::: SOURCE EXTRACT

# Apparently it is one year since Bernard Herrmann library's release...



## zvenx (Jul 5, 2018)

And for some reason spitfire thinks I should know about that via email.

I have silently seen quite a few threads here bashing spitfire's marketing strategies and their free stuff LABS stuff etc and have kept quiet. To be honest I usually find the complaints over the top and unnecessary but today I got one that has even me scratching my head.
I don't own Bernard Herrmann's library or it isn't even on my wish list.... Why does spitfire think I need to know it is now a year old.. 
There is no sale, there is no announcement for additional content, no update version, as far as I can see from the email but somehow I needed to know it is a year old...........

Why? Why?

Most times I get emails from them it is pertinent.... an upcoming sale or new library etc..... so unsubscribing wouldn't be my first or second choice/option.

But I am really curious.
They have I imagine over 20+ libraries by now. Are we at some point going to get an email for every anniversary for these 20+ libraries?

rsp


----------



## aaronventure (Jul 5, 2018)

Because now you've created a thread about it and prompted my pointing it out and thousands of people will be reminded of that library upon seeing this thread. Plus you've written a clickbaity title 

It's really nothing ominous, so they get free press out of this.

Price for SA: some Photoshop work and a few clicks in their newsletter app. Easiest exposure ever.


----------



## rottoy (Jul 5, 2018)

I wager it's part of a strategy to introduce the trailer music generation to old Bernie. 
Remind people that he once existed.


----------



## robgb (Jul 9, 2018)

rottoy said:


> I wager it's part of a strategy to introduce the trailer music generation to old Bernie.
> Remind people that he once existed.


Well, considering he was probably the most gifted and innovative composer to ever grace a scoring stage, they probably SHOULD know about him.

::::::
::: INFORMATION GIVEN

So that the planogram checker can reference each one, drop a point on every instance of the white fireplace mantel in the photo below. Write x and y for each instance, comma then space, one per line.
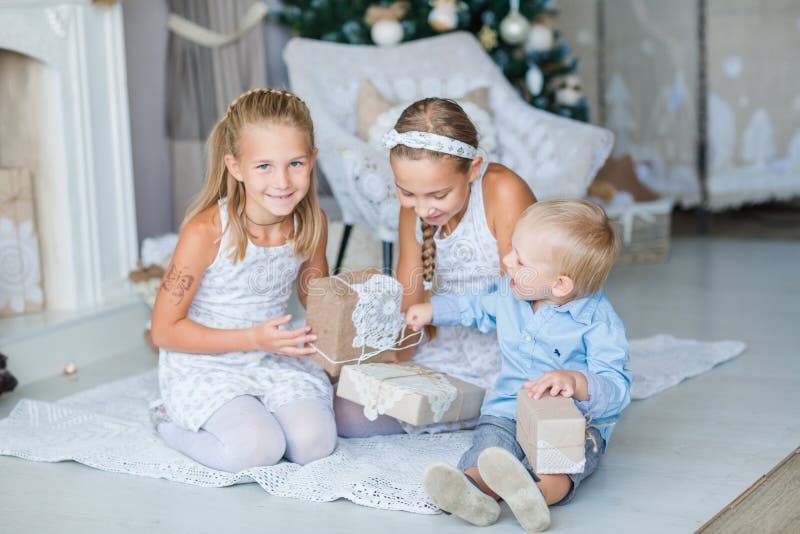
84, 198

::::::
::: INFORMATION GIVEN

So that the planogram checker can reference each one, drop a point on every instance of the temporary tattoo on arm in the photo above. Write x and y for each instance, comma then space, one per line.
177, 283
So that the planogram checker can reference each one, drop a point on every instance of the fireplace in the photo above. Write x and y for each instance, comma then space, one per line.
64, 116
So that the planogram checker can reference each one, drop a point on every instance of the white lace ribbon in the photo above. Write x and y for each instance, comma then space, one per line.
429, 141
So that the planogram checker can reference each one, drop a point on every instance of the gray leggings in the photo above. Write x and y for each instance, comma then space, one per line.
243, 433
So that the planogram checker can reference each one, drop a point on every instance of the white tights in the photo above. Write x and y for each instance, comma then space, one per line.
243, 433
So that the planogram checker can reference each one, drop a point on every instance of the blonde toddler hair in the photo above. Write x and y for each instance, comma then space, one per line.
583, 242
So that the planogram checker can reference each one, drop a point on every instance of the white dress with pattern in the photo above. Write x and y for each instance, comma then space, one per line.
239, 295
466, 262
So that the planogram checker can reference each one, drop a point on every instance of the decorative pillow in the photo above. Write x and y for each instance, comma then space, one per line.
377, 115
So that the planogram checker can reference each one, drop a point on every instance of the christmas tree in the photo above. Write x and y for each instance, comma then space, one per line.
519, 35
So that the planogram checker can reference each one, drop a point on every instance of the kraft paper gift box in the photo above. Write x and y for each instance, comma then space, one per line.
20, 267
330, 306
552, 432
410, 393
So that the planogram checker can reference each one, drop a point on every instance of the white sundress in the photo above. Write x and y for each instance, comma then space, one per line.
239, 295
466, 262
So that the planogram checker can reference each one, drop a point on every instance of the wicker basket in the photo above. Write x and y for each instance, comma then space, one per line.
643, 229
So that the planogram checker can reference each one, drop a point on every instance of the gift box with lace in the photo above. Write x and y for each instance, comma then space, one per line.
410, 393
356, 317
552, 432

::::::
::: INFORMATION GIVEN

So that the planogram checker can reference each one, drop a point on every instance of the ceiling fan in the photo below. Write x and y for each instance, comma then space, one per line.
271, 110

::::::

_EXERCISE TASKS_
**1.** In the forum thread about the Bernard Herrmann library email, what does aaronventure give as the price to SA for the exposure?
**2.** Carry on the forum thread about the Bernard Herrmann library email, starting after its last post.
The records stand apart from the forum thread about the Bernard Herrmann library email.

_ANSWER LIST_
**1.** Some Photoshop work and a few clicks in their newsletter app.

**2.**
----------



## robgb (Jul 9, 2018)

aaronventure said:


> Plus you've written a clickbaity title


Maybe he works for Spitfire?


----------



## sostenuto (Jul 9, 2018)

Budget may push me to BH_CT for several months, before reaching up to SF top Orchestral offerings (Symphonic Strings Brass, Woodwinds).

Too bad OP's Title has not elicited some serious User responses now one year along ….


----------



## gussunkri (Jul 10, 2018)

I got a 15% discount in that email. Are you sure you didn’t miss it? If not, it could be because it is on my wish list.


----------



## Glenn Broersma (Jul 12, 2018)

Did not received a mail at all from spitfire?


----------



## Nao Gam (Jul 12, 2018)

Everyone at spitfire has been abducted and replaced by reptilians. Except for Christian. He's being held hostage and trying to send sos messages in morse code using his newly obtained eurocrack.


Or you know, spam like this is what happens when you promote your marketing department to CEO.

Not that I'm complaining, I'm personally still sitting on spitfire's proverbial dick. Ahem.


----------



## fretti (Jul 12, 2018)

If anyone wants to change something about SFs Marketing campaigns, here's the chance to do so:
https://www.spitfireaudio.com/careers/head-of-marketing/


----------



## gussunkri (Jul 12, 2018)

Sorry for being OT: but how do you people find the Herrmann library in use? I have been consistently absolutely blown away by the demos. It just sounds amazing. As a bonus, the library also made me discover Herrmann's amazing music. Current favorite: Jason and the argonauts.


----------



## robgb (Jul 12, 2018)

fretti said:


> If anyone wants to change something about SFs Marketing campaigns, here's the chance to do so:
> https://www.spitfireaudio.com/careers/head-of-marketing/


The reason they have this opening is because the previous head of marketing was promoted and is running everything (is my understanding). So don't expect the marketing to change.


----------



## windshore (Jul 12, 2018)

The whole point of marketing is to be "top-of-mind" and if you don't have something new, your best bet is to promote something older. I don't think there's a mystery, I don't think it's unusual, and like another here observed,... You've successfully increased their exposure and helped them be even more top-of-mind! 

Clearly you should apply for their marketing job!


----------



## Kyle Preston (Jul 12, 2018)

Is there a way to ignore SF threads that aren’t started by SF? This is getting ridiculous. If you want whatever automated service they use to stop sending you superfluous emails, just unsubscribe. _That_ is something they will actually respond to.


----------



## AlexRuger (Jul 12, 2018)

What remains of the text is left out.